* [Your objective]: Please reproduce the full set of data below exactly.

* [Available data]:
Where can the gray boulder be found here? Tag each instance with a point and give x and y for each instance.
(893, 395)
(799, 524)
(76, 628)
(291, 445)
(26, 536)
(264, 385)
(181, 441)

* [Result of the exercise]:
Where can the gray boulder be found here? Tag each instance with a point and give x and y for each instance.
(893, 395)
(799, 524)
(76, 628)
(291, 445)
(26, 536)
(264, 385)
(181, 441)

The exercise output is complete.